• TO DO: Starting at the first line of the data, print each line verbatim up to and including the line bearing "Target: torn silver", omitting pictures.

• SUPPLIED DATA:
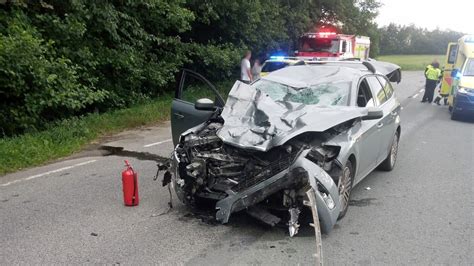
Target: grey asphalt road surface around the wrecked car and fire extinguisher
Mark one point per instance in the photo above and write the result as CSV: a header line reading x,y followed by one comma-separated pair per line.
x,y
420,213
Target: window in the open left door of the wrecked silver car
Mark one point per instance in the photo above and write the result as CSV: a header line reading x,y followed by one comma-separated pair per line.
x,y
194,89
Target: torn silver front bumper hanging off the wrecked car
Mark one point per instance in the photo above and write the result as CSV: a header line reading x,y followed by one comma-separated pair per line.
x,y
326,191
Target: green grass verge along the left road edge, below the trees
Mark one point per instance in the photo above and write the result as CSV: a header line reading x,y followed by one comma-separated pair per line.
x,y
66,137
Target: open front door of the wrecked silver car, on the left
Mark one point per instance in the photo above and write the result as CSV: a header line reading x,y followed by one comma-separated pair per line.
x,y
191,87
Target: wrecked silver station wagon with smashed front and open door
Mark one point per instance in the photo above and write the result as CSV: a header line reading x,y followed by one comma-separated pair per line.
x,y
302,132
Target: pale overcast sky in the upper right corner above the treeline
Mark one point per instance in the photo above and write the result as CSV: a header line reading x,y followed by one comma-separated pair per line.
x,y
448,14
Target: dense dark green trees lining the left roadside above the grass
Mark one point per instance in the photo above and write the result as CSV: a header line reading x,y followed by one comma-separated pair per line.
x,y
62,58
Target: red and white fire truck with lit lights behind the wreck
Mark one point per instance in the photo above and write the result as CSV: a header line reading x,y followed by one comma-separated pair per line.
x,y
329,45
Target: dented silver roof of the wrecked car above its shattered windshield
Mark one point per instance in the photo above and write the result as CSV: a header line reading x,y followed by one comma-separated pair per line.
x,y
307,75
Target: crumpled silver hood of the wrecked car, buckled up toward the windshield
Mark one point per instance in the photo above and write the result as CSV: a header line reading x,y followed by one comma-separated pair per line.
x,y
253,120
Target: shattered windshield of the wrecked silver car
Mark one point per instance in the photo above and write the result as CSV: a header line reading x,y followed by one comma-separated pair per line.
x,y
323,94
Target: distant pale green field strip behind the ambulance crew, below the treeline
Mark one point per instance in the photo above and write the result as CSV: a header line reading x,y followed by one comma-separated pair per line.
x,y
412,62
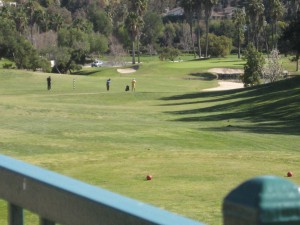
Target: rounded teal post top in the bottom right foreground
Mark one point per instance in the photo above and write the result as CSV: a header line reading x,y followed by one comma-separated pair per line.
x,y
264,200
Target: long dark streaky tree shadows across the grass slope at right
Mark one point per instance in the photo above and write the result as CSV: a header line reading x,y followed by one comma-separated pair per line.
x,y
272,108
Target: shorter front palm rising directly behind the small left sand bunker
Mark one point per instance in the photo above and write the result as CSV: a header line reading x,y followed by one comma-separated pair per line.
x,y
131,23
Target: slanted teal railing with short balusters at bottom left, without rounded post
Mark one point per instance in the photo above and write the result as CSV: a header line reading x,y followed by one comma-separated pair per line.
x,y
58,199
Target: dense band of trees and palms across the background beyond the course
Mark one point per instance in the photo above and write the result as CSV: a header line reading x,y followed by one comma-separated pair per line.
x,y
72,32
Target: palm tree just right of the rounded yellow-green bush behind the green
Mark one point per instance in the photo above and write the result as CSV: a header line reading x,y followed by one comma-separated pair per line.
x,y
239,20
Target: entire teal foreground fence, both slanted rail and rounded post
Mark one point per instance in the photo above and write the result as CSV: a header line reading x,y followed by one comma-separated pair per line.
x,y
57,199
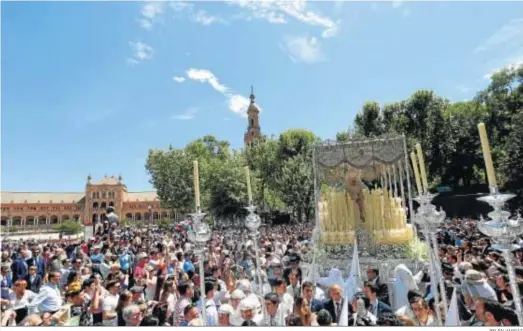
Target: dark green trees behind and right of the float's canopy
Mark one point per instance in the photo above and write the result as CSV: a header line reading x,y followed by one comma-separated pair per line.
x,y
448,131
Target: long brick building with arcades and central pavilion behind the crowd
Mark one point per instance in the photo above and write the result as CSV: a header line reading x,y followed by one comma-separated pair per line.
x,y
28,209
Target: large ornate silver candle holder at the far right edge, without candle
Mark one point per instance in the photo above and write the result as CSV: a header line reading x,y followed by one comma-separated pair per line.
x,y
503,230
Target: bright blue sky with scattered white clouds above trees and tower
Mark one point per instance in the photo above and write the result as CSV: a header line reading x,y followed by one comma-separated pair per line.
x,y
90,87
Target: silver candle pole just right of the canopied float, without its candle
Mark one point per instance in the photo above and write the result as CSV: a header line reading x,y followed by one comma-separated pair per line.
x,y
429,219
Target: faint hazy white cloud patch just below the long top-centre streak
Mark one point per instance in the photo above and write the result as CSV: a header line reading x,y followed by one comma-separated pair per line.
x,y
303,49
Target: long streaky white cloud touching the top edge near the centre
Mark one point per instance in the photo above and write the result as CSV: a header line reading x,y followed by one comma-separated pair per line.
x,y
276,12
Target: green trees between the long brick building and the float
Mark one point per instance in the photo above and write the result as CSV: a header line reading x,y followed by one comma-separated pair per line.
x,y
281,175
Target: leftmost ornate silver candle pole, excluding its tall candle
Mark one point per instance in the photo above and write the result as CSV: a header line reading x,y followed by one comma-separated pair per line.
x,y
199,235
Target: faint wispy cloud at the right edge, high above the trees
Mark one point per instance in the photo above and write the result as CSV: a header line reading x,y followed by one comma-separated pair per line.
x,y
508,36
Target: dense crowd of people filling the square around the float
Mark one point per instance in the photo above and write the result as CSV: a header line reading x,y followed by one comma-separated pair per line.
x,y
150,277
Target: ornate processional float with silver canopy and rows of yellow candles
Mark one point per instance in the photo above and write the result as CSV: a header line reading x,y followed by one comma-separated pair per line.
x,y
363,192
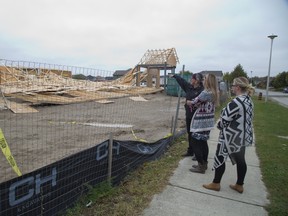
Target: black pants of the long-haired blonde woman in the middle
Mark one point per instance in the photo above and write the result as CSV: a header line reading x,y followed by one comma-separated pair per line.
x,y
201,150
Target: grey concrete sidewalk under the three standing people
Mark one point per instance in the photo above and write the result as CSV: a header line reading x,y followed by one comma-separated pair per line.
x,y
185,195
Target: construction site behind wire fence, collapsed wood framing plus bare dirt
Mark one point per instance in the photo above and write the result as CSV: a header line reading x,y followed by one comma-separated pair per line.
x,y
47,115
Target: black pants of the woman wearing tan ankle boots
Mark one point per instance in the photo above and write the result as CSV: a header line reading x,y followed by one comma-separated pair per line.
x,y
239,158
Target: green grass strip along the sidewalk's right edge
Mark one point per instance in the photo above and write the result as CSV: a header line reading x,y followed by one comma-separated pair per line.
x,y
271,131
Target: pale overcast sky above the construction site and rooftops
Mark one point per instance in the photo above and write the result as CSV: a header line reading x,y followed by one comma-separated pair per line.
x,y
114,35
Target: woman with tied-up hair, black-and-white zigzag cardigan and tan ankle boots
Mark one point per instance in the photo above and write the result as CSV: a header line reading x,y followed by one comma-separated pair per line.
x,y
236,132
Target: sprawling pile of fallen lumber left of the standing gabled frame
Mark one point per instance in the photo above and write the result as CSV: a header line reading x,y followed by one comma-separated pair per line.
x,y
21,88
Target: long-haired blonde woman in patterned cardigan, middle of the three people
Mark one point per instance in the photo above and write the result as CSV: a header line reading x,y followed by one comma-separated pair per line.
x,y
203,121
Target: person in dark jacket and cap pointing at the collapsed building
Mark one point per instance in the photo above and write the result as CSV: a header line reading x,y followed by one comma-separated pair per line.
x,y
192,90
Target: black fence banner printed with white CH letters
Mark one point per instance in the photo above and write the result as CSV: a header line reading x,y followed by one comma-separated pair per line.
x,y
52,189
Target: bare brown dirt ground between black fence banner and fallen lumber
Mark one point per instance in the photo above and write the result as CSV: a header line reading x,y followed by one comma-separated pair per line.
x,y
57,131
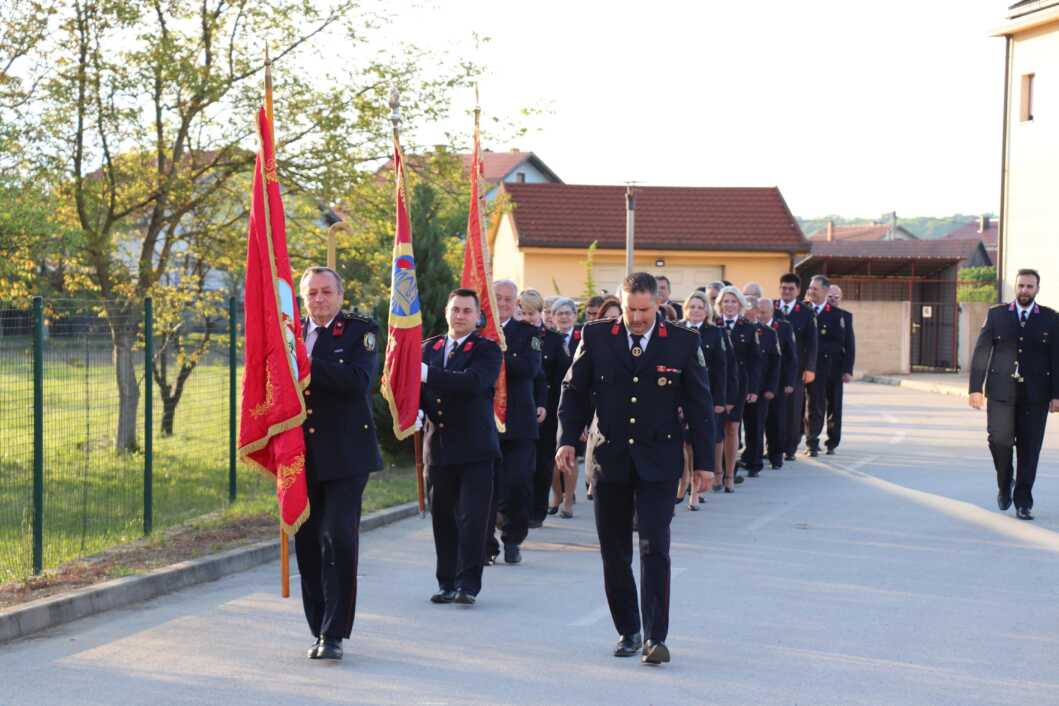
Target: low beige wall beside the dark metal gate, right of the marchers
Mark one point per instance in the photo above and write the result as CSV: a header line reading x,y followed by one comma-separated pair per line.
x,y
884,337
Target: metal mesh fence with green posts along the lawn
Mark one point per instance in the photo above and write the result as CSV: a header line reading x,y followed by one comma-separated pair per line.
x,y
104,480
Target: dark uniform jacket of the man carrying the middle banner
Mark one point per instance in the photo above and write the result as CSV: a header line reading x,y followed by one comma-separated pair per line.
x,y
458,401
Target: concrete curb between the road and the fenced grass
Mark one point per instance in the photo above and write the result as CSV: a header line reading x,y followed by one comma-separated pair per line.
x,y
55,611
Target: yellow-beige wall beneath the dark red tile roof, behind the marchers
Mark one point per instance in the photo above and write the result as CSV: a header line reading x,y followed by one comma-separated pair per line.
x,y
549,269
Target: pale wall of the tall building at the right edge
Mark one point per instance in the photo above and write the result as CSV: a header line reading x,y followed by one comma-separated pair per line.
x,y
1031,228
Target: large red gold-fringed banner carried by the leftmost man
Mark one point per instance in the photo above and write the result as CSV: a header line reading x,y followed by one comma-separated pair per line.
x,y
277,365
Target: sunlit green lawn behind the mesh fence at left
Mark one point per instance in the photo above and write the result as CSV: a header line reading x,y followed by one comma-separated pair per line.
x,y
94,496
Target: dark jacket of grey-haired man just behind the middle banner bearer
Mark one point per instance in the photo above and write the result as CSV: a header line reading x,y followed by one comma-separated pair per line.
x,y
523,367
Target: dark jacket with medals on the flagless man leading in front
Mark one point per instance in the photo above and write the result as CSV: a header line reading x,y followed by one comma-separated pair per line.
x,y
637,427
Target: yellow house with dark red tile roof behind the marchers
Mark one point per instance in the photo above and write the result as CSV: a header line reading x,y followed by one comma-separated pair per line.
x,y
693,236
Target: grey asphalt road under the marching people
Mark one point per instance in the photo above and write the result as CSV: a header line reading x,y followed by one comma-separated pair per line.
x,y
884,575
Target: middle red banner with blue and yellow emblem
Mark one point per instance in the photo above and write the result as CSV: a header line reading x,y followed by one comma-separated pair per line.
x,y
401,372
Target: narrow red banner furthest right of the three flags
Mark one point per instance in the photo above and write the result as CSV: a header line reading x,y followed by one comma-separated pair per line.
x,y
478,276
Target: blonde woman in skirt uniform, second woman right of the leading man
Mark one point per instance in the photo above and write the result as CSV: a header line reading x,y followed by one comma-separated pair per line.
x,y
731,305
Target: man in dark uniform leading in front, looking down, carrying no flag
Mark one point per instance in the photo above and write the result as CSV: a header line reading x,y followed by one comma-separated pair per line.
x,y
633,378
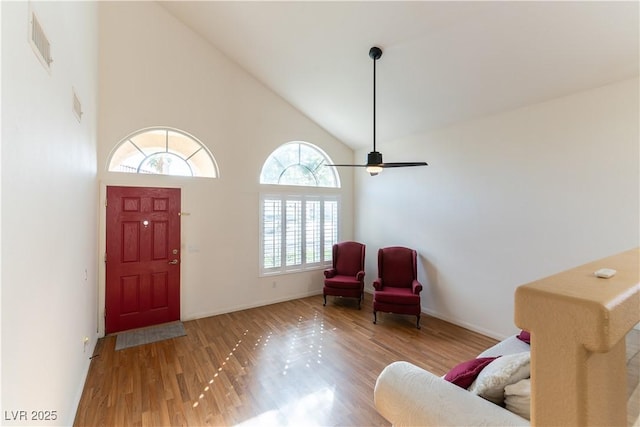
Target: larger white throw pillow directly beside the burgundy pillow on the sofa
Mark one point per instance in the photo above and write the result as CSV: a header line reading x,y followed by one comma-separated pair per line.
x,y
503,371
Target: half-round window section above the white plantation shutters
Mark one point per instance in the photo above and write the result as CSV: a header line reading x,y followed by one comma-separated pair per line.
x,y
299,163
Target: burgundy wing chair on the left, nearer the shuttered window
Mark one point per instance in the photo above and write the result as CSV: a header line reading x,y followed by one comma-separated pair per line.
x,y
346,278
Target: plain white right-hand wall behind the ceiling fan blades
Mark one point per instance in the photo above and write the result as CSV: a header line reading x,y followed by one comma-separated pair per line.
x,y
508,199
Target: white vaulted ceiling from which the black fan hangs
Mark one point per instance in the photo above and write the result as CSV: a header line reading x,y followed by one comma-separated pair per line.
x,y
442,62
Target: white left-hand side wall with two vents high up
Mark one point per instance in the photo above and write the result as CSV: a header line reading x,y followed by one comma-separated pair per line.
x,y
49,221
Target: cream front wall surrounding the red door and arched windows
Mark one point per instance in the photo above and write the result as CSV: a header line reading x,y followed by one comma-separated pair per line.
x,y
156,72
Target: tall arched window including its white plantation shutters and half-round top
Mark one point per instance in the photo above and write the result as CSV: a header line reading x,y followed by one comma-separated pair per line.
x,y
298,228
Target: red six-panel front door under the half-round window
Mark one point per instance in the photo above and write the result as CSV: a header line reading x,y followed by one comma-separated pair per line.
x,y
143,257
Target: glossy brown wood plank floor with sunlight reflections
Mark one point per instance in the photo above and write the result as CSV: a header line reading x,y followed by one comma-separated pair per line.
x,y
293,363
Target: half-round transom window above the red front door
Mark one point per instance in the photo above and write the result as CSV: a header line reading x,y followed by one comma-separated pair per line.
x,y
163,151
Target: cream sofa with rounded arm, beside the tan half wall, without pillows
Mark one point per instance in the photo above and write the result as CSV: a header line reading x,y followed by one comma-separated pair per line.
x,y
407,395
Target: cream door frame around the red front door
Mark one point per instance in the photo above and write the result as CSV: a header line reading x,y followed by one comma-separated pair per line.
x,y
102,241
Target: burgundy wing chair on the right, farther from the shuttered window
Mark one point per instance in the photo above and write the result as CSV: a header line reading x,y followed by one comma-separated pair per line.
x,y
397,290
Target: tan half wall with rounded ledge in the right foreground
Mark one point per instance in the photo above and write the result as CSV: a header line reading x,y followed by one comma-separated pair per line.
x,y
578,323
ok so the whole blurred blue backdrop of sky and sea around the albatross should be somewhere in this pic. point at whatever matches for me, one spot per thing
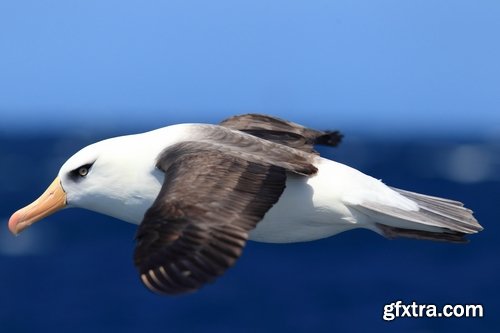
(414, 86)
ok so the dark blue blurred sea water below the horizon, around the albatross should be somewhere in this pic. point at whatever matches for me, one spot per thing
(74, 272)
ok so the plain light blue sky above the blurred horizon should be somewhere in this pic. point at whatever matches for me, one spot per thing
(378, 66)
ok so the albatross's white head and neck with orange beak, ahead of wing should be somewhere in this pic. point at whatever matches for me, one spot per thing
(115, 177)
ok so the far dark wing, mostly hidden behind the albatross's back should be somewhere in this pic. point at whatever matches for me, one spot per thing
(282, 131)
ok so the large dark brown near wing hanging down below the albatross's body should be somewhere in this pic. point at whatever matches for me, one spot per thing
(212, 196)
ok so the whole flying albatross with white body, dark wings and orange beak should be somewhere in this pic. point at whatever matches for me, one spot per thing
(199, 191)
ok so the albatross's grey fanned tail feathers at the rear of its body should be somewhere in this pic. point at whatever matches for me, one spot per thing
(436, 219)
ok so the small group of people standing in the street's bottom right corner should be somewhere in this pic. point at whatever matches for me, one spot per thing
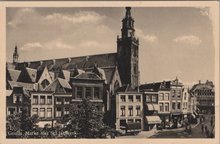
(208, 131)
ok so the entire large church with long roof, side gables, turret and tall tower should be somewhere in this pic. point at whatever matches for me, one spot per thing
(116, 69)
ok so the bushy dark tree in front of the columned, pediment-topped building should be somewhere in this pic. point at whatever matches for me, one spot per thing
(86, 120)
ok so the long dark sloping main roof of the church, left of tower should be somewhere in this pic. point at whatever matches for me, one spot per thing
(82, 62)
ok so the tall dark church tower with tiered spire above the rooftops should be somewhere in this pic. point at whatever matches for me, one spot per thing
(127, 51)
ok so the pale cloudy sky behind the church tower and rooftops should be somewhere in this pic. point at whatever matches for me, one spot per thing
(173, 41)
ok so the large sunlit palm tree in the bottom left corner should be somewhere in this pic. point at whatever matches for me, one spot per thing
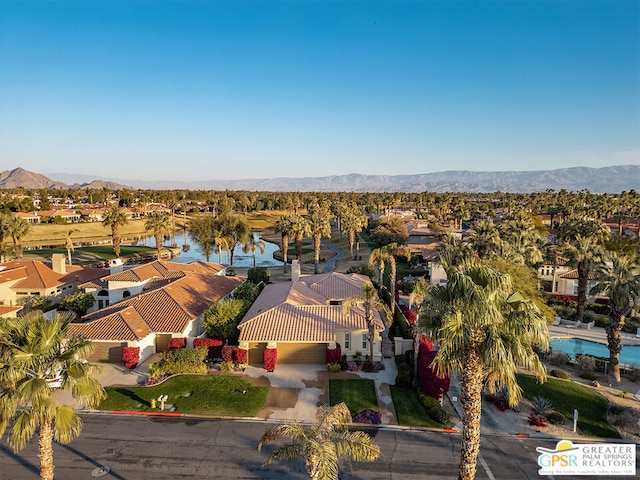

• EXPECTED ANSWER:
Target: grey asphalt road surface around the wrecked car and fire extinguisher
Mark one point per instance in the photo above and write the result as CSV: a header line reading x,y followed by one comma-separated pair per line.
x,y
420,213
Target: window in the open left door of the wrecked silver car
Mark one point per instance in the photo above and write the result as CSV: a header line reading x,y followed by one comma-separated pair per line.
x,y
194,89
Target: torn silver front bumper hanging off the wrecked car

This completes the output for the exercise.